-- start Given passage --

Over the course of four hours on a Wednesday afternoon (UTC) in September 2011 I gathered the following statistics: A total of 20 blocks were created, which means that 1,000 new Bitcoins were generated. (That is, each person or group credited with first finding one of 20 new blocks was awarded 50 BTC.) On average, a block was found every 12.35 minutes, though at one point two blocks were found within one minute of each other. The last block that was found during that period was the 144,391st to be added to the end of the block chain. On average, each block contained 63.85 transactions with the smallest number of transaction in a block being 8 and the largest being 119. In terms of BTC amounts, the largest number of Bitcoins that changed hands in a block was 7,301.66 while the smallest was 457.83. The average transaction size was therefore 60.5 Bitcoins.

In four hours, close to 80 thousand (77,261.71) BTC were traded. Lastly, the storage space required by the various blocks ranged from 3.97 KB to 67.35 KB, with the average being 27.87 KB. That means that the data required to describe all activity in the Bitcoin economy can be stored in just over half a megabyte of disk space.

-- end Given passage --

Your goal: Retype everything in the Bitcoin block statistics from "Over the course" down to "therefore 60.5 Bitcoins.", keeping every word unchanged. The items that come after this text aren't needed.

-- start Provided information --

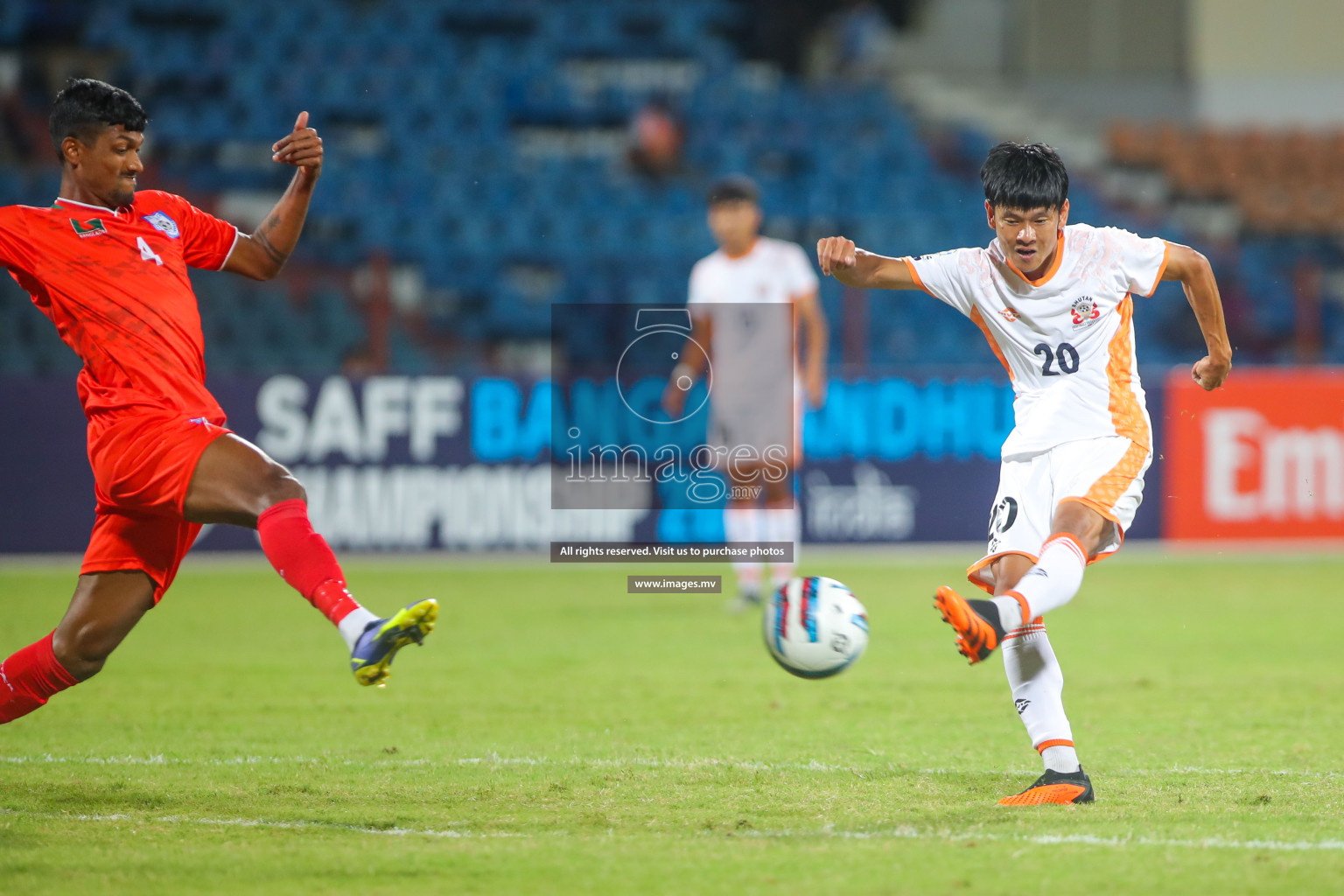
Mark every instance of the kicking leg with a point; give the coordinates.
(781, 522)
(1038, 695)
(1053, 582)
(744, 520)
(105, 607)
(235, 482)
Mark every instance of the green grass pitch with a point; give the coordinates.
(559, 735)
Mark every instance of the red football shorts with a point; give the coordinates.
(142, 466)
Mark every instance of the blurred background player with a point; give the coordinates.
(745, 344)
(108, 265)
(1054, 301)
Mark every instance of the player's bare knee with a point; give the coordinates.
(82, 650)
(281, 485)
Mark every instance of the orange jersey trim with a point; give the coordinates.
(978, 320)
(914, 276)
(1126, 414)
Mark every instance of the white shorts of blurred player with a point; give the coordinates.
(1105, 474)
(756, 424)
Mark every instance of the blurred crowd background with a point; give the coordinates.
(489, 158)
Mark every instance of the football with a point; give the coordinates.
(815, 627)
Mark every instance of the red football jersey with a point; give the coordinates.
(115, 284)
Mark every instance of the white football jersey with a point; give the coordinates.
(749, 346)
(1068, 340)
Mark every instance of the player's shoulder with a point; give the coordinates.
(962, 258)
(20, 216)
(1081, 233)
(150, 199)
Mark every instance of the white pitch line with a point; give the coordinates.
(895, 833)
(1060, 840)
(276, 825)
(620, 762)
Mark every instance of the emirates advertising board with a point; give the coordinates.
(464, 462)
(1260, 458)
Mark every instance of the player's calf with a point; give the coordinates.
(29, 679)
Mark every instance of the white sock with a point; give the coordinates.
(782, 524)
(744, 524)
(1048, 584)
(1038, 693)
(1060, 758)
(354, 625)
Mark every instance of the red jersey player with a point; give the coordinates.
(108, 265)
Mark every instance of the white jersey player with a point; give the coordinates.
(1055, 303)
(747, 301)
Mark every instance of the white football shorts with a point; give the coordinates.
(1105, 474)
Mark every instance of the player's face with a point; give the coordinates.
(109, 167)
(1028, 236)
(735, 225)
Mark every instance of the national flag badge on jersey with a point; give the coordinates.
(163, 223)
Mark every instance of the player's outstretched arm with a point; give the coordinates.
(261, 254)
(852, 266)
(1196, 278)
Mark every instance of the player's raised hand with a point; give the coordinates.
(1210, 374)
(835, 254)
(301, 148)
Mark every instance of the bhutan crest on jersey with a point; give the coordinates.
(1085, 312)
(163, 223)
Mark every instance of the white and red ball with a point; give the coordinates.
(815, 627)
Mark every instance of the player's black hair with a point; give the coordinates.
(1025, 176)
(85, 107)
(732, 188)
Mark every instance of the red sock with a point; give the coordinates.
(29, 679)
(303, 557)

-- end Provided information --
-- start Provided information --

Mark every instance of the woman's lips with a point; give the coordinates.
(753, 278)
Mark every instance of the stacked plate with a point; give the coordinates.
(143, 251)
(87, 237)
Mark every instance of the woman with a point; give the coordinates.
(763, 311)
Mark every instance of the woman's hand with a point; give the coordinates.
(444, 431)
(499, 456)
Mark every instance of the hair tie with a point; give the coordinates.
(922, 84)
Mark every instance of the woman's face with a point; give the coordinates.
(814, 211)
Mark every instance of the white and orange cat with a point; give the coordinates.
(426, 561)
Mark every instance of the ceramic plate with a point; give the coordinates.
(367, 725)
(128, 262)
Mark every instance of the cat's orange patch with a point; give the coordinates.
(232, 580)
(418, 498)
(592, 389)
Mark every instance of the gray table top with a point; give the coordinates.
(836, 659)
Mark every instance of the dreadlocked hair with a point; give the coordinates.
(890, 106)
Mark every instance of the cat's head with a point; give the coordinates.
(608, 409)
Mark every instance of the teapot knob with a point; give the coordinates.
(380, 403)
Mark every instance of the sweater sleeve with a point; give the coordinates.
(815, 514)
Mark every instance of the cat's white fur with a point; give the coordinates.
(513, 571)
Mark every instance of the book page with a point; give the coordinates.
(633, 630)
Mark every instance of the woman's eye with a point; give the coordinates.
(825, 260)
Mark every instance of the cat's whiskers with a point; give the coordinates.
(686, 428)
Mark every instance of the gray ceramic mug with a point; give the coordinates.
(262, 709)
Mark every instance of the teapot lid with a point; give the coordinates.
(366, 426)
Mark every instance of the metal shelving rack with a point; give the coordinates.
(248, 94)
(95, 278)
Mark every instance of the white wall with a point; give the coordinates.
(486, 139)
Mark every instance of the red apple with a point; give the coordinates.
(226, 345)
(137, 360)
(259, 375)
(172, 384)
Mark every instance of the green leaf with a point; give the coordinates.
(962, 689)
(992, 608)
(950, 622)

-- end Provided information --

Output:
Over the course of four hours on a Wednesday afternoon (UTC) in September 2011 I gathered the following statistics: A total of 20 blocks were created, which means that 1,000 new Bitcoins were generated. (That is, each person or group credited with first finding one of 20 new blocks was awarded 50 BTC.) On average, a block was found every 12.35 minutes, though at one point two blocks were found within one minute of each other. The last block that was found during that period was the 144,391st to be added to the end of the block chain. On average, each block contained 63.85 transactions with the smallest number of transaction in a block being 8 and the largest being 119. In terms of BTC amounts, the largest number of Bitcoins that changed hands in a block was 7,301.66 while the smallest was 457.83. The average transaction size was therefore 60.5 Bitcoins.